* TEXT PROVIDED:
::::
Core Performance Models

User Documentation

March 15, 2005

Simulation Environment

The simulation environment may be organized by the user in a way that s/he can specify the directories where the core models reside, the directory that the models have been compiled, the simulation directory, the program files directory and the simulation results directory. All these directories have default locations and need not be specified by the user. The directories are specified by environment variables. The following environment variables may be used: During simulation, the user may view either the hardware/architecture diagram or the software/DFG diagram being animated. He may switch the settings as follows:
  setenv SIM_GRAPH filename
(Where filename contains architecture or software graph)
It is defaulted to the compiled architecture graph.

Simulation Command Line Options

(sim.exe options)

Processor Model XGRAPH Attributes

The processor models use two attributes: Y_name, Y_coord to define the device label and Y-coordinate, respectively, to be placed along the Y-axis of the graph. These attributes are identified in the model by a statement:
There are two ways to set these attributes: via the GUI or with a text file. If the attributes are not set, the variables MY_NAME and my_id will be used instead.

The attributes may be set by the architecture GUI as part of the device properties pop-up menu, e.g.,

        Y_coord = 7 
        Y_name = PE7

Reading Attributes from File

The attributes may also be read from a file during simulation time. Attributes read from a file override any other setting. The file is read via a command line option:
        sim.exe -a 'filename'
The attributes file consists of three entries per line: the device name which begins with a /, the attribute name and the attribute value. Lines having a device name that does not begin with a / are skipped and can be used as headers, trailers or other comments. Valid delimiters between entries are " ,:;=\t" An example attributes file contents is as follows:
  Object  Macro          Value 

  /pe0       Y_name      pe0 
  /pe1       Y_name      pe1 
  /pe2       Y_name      pe2 
  /pe3       Y_name      pe3 

  /pe0       Y_coord      0 
  /pe1       Y_coord      1 
  /pe2       Y_coord      2 
  /pe3       Y_coord      3 

Utilization Time Window Setting

Processor and link utilization is measured across a specified window. The window may be defined as parameters, as attributes or it may be turned on and off by DFG nodes.
::::
* SUPPLIED MATERIAL:
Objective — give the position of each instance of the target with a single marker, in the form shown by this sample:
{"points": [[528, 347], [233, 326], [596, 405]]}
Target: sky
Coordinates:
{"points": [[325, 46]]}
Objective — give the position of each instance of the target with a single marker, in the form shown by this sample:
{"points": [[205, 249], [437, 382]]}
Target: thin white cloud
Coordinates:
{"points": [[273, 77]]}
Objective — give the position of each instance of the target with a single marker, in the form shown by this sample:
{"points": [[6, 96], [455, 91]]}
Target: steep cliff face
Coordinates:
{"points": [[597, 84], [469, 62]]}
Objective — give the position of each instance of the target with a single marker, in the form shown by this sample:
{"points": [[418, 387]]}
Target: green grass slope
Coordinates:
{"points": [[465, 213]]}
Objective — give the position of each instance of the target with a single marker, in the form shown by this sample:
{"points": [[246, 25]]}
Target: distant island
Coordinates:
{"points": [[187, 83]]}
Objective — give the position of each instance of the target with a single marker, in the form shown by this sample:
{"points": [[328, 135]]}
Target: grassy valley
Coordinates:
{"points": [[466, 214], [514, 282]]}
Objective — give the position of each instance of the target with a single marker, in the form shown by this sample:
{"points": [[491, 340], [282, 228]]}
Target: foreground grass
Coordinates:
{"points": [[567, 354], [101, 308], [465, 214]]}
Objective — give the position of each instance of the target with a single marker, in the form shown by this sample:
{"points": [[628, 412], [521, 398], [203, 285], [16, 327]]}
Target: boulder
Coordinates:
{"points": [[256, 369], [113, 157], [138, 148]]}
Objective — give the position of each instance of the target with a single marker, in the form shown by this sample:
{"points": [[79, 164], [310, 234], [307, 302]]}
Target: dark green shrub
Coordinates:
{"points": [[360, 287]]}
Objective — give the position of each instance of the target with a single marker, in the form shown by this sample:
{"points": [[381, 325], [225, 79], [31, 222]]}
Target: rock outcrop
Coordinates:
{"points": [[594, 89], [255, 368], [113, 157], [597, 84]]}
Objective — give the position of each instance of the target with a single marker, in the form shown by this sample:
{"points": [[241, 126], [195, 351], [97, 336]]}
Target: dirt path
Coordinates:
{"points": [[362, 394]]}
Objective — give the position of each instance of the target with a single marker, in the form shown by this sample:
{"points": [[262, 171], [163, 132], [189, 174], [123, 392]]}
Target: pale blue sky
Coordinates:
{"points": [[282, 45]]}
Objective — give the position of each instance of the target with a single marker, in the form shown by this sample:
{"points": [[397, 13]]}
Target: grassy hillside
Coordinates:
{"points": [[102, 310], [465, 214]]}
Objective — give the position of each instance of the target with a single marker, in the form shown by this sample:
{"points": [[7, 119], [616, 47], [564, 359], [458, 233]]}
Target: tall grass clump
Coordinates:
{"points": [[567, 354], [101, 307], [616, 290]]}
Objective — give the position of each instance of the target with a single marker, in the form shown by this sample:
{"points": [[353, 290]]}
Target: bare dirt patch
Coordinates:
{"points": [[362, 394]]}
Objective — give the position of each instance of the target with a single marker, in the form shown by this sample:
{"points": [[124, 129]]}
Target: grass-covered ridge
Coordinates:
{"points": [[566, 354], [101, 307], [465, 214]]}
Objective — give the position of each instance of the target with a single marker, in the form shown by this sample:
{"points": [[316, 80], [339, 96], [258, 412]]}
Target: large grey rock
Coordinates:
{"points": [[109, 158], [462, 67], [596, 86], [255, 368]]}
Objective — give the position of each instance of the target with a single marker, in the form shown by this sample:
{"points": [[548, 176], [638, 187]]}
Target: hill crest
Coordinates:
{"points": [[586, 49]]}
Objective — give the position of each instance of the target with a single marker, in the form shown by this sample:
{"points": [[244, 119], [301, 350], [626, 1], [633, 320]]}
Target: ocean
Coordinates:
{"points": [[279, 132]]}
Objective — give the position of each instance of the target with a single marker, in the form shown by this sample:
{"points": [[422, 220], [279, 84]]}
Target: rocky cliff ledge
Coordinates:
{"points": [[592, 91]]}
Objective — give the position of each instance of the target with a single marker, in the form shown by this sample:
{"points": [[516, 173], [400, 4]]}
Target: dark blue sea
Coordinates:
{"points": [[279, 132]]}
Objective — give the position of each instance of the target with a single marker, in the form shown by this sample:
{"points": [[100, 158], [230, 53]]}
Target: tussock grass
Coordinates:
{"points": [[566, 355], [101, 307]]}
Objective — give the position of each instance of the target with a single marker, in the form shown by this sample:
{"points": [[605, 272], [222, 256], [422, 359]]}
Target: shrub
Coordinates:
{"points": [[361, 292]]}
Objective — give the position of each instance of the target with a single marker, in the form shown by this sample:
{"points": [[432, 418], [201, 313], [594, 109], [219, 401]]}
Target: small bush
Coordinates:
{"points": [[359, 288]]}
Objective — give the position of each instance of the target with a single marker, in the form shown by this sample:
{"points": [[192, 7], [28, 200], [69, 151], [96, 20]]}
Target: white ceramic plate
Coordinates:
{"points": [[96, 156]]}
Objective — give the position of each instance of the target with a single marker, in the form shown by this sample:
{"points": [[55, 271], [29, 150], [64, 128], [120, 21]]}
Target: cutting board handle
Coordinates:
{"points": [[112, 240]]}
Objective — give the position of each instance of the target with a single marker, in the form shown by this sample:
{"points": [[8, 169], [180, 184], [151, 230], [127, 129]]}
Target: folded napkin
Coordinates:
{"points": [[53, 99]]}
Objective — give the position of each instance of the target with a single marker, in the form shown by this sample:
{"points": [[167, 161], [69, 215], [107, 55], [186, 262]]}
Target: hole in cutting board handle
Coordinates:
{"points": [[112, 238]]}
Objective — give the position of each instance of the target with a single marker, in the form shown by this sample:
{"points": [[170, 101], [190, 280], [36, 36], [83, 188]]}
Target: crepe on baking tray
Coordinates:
::::
* TASK GOAL:
Copy the Core Performance Models documentation word for word, from start to finish. The records have no connection to the Core Performance Models documentation.

* COMPLETE OUTPUT:
Core Performance Models

User Documentation

March 15, 2005

Simulation Environment

The simulation environment may be organized by the user in a way that s/he can specify the directories where the core models reside, the directory that the models have been compiled, the simulation directory, the program files directory and the simulation results directory. All these directories have default locations and need not be specified by the user. The directories are specified by environment variables. The following environment variables may be used: During simulation, the user may view either the hardware/architecture diagram or the software/DFG diagram being animated. He may switch the settings as follows:
  setenv SIM_GRAPH filename
(Where filename contains architecture or software graph)
It is defaulted to the compiled architecture graph.

Simulation Command Line Options

(sim.exe options)

Processor Model XGRAPH Attributes

The processor models use two attributes: Y_name, Y_coord to define the device label and Y-coordinate, respectively, to be placed along the Y-axis of the graph. These attributes are identified in the model by a statement:
There are two ways to set these attributes: via the GUI or with a text file. If the attributes are not set, the variables MY_NAME and my_id will be used instead.

The attributes may be set by the architecture GUI as part of the device properties pop-up menu, e.g.,

        Y_coord = 7 
        Y_name = PE7

Reading Attributes from File

The attributes may also be read from a file during simulation time. Attributes read from a file override any other setting. The file is read via a command line option:
        sim.exe -a 'filename'
The attributes file consists of three entries per line: the device name which begins with a /, the attribute name and the attribute value. Lines having a device name that does not begin with a / are skipped and can be used as headers, trailers or other comments. Valid delimiters between entries are " ,:;=\t" An example attributes file contents is as follows:
  Object  Macro          Value 

  /pe0       Y_name      pe0 
  /pe1       Y_name      pe1 
  /pe2       Y_name      pe2 
  /pe3       Y_name      pe3 

  /pe0       Y_coord      0 
  /pe1       Y_coord      1 
  /pe2       Y_coord      2 
  /pe3       Y_coord      3 

Utilization Time Window Setting

Processor and link utilization is measured across a specified window. The window may be defined as parameters, as attributes or it may be turned on and off by DFG nodes.